**CONSIGNA:** Según el fragmento sobre la guerra civil, ¿qué hace Pedro con el rosario después de que cae al suelo del camión? Enumera todas sus acciones en el orden del texto.

**TEXTO EXTRAÍDO:**
En esta etapa se enmarca otro episodio en que el joven Casciaro se jugó la vida, y que se lo oí contar en más de una ocasión. Se hallaba con otros soldados en la caja de carga de un camión militar. Estaba rodeado del ambiente del Frente Popular: carteles de propaganda en favor de la revolución comunista, marchas encendidas de ardor castrense, etc. La fuerte carga ideológica que se encontraba en el origen de aquella guerra explica en buena parte el odio y la violencia brutal que desencadenó. Tal vez, con nuestra perspectiva actual, resulta difícil de comprender.

El camión del ejército republicano va circulando por las calles valencianas, cuando a Pedro se le ocurre sacar un pañuelo del bolsillo de su pantalón, sin darse cuenta de que con el mismo movimiento arrastra también su rosario, que cae al suelo del vehículo, a la vista de todos. Llamar embarazosa a esta situación sería quedarnos muy cortos: en esas circunstancias, cualquier señal de religiosidad llevaba consigo un riesgo enorme. En la zona republicana, muchas personas habían sido llevadas al paredón tan solo por pequeños signos de práctica religiosa católica.

El nuevo recluta es plenamente consciente de la gravedad de su situación. Parecía que, de momento, nadie había notado el rosario. Podía ignorarlo y mirar para otro lado, aparentando no tener relación con aquel objeto de piedad, tan acusadoramente situado en medio de la plataforma del camión. Pero se acercó al rosario y, con aparente tranquilidad —solo aparente— lo recogió, lo besó y se lo guardó. Acababa de arriesgar su vida, pero en su interior sentía una gran paz. Había sido fiel a Dios en circunstancias extremas.

ESCAPAR DE LA REPRESIÓN RELIGIOSA

El comienzo de la guerra civil había sorprendido a san Josemaría y a muchos de sus hijos espirituales en Madrid. Algunos fieles de la Obra habían sido detenidos y recluidos en prisión. Los demás, salvo contadas excepciones, debían permanecer escondidos en casas o en sedes diplomáticas.

Al inicio, muchos pensaron que el conflicto se resolvería en poco tiempo. Posteriormente ambos bandos se percataron de que se alargaría muchos meses, si no años, por el desarrollo de la contienda militar y, de modo particular, cuando el general Franco no pudo entrar en Madrid, en noviembre de 1936. Por este motivo, el fundador del Opus Dei había ido perfilando, con varios miembros de la Obra, la manera más conveniente y viable de pasar a la otra zona de España, donde la Iglesia no era perseguida. En efecto, en la capital faltaban las mínimas condiciones de libertad para realizar el apostolado para el que se sabían llamados por Dios.

(Datos extraídos de una colección)
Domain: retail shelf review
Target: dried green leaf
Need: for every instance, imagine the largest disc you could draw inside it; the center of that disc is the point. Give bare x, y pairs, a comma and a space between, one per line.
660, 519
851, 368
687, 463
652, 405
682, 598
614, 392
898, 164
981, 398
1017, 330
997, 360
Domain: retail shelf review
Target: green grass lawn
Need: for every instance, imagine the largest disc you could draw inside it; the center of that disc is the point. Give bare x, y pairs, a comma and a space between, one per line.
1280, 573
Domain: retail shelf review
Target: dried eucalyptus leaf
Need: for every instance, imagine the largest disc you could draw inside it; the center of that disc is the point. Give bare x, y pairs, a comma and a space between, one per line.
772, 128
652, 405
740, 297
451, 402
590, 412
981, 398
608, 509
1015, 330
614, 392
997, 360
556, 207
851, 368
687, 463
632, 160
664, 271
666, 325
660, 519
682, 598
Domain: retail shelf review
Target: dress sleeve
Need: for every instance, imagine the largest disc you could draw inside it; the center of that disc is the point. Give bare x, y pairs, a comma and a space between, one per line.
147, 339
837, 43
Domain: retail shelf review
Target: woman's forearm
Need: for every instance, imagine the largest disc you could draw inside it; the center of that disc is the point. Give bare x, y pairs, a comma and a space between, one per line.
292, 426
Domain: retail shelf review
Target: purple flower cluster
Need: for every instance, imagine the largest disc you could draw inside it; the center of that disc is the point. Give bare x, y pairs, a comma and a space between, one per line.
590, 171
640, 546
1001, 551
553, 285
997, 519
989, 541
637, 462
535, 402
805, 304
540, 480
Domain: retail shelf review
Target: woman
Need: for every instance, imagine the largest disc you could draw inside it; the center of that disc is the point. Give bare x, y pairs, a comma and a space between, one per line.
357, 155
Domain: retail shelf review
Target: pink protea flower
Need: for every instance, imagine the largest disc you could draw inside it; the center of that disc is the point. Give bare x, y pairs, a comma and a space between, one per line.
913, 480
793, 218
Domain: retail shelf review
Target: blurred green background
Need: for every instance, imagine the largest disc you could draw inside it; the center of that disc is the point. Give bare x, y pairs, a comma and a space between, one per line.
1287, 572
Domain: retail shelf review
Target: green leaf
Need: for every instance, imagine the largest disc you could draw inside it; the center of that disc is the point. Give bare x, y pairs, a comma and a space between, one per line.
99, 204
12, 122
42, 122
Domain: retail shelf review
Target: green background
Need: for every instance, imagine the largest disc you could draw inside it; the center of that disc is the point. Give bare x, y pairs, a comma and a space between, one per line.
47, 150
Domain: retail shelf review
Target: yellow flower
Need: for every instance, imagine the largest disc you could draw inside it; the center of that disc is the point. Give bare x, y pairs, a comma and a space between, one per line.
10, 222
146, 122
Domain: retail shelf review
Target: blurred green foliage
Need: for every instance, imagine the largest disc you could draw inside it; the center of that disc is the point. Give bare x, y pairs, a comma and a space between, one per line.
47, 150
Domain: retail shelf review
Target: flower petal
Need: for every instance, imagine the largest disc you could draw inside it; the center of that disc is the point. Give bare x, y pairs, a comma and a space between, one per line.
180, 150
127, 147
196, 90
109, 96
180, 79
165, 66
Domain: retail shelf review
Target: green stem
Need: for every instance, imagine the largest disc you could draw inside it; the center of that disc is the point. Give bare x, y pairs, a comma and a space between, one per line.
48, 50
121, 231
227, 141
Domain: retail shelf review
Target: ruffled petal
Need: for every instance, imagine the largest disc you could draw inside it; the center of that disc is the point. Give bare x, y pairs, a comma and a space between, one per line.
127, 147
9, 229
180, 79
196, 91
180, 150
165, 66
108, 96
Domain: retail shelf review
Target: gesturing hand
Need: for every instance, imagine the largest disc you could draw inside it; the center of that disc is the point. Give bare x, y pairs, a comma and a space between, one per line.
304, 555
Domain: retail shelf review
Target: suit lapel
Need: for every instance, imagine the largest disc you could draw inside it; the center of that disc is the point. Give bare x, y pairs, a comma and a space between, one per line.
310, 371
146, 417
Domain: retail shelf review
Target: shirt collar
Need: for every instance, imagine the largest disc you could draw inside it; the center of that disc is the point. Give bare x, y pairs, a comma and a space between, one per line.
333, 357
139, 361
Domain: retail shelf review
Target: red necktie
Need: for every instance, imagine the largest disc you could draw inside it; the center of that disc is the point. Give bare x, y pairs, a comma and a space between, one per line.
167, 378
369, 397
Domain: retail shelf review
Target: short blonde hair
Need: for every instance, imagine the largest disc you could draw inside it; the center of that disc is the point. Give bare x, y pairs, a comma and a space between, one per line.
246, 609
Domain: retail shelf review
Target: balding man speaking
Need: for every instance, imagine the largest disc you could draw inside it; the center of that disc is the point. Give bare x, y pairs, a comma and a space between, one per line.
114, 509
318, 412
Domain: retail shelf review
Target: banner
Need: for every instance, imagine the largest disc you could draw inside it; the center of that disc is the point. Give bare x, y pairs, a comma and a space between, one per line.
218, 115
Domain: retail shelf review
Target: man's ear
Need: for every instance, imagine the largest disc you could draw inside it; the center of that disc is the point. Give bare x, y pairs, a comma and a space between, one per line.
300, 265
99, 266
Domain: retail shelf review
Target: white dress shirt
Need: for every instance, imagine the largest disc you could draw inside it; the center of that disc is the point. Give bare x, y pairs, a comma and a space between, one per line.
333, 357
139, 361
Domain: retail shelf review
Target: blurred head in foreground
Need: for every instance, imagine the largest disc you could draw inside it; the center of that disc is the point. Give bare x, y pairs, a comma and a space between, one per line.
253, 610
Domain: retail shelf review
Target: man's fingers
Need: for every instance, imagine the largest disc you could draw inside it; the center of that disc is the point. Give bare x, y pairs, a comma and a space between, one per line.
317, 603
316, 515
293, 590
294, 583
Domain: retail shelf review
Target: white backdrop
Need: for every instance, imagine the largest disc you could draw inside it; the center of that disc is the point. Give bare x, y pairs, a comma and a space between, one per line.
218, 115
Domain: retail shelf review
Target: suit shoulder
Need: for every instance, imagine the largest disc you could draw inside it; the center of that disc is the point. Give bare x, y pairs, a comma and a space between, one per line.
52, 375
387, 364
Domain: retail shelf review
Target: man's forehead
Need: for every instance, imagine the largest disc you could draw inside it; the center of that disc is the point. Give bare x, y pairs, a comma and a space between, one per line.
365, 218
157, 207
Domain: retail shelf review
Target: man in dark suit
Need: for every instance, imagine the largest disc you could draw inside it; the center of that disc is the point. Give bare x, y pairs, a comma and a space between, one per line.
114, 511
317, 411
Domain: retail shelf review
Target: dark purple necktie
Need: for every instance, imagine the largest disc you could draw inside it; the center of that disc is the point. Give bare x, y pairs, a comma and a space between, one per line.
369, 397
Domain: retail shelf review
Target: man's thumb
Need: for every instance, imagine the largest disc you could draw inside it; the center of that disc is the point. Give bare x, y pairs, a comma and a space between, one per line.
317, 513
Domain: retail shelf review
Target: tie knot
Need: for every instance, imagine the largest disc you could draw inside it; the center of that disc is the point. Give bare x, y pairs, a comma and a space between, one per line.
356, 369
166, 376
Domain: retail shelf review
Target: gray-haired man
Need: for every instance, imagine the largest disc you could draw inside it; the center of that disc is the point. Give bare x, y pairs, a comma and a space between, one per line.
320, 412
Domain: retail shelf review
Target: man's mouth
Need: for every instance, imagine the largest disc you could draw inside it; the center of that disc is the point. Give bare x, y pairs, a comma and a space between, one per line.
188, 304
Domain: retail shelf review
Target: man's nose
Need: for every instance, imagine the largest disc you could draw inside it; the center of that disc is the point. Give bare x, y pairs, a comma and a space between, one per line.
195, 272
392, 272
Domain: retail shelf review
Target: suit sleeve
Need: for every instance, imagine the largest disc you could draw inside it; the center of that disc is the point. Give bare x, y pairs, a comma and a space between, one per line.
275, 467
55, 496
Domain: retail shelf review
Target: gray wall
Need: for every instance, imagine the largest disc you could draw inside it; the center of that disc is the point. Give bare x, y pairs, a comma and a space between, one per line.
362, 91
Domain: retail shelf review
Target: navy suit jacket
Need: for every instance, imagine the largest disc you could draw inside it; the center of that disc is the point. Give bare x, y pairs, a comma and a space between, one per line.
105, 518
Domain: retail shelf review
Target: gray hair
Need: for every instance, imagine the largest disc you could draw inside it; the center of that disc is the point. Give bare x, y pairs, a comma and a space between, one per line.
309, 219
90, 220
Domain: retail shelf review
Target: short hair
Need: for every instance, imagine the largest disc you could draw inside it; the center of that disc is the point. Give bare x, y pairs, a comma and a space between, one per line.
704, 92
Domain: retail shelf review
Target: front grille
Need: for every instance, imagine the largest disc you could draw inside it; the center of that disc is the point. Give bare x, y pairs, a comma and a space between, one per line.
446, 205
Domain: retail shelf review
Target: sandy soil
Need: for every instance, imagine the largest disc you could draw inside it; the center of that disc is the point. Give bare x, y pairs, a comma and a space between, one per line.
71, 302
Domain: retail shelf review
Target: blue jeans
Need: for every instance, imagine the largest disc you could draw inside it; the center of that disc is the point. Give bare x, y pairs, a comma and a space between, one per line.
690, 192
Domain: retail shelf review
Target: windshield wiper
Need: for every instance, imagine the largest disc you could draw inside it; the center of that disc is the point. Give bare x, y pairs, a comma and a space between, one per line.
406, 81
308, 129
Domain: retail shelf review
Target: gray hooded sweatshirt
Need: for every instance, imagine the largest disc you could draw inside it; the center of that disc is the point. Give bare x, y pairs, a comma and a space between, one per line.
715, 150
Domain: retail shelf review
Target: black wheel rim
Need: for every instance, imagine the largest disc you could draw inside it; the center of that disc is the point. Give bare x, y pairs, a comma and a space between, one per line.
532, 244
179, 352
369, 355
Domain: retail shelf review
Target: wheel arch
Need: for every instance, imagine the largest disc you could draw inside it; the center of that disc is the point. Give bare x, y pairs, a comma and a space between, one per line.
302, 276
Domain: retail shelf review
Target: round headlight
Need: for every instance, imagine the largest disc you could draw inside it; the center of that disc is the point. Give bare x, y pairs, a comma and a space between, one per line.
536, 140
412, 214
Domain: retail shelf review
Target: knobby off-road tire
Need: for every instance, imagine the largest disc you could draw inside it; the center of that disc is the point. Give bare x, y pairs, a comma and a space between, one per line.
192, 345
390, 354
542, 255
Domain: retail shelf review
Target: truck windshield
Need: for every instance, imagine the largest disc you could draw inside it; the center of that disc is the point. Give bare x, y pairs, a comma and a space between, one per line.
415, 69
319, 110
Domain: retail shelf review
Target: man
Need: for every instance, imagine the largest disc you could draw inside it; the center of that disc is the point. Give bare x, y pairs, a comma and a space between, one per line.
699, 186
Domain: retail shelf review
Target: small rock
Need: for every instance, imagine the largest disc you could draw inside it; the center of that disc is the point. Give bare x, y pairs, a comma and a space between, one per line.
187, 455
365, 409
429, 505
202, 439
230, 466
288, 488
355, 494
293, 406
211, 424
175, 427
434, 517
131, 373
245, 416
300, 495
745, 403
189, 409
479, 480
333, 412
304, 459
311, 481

**RESPUESTA:**
- Se acercó al rosario.
- Lo recogió.
- Lo besó.
- Se lo guardó.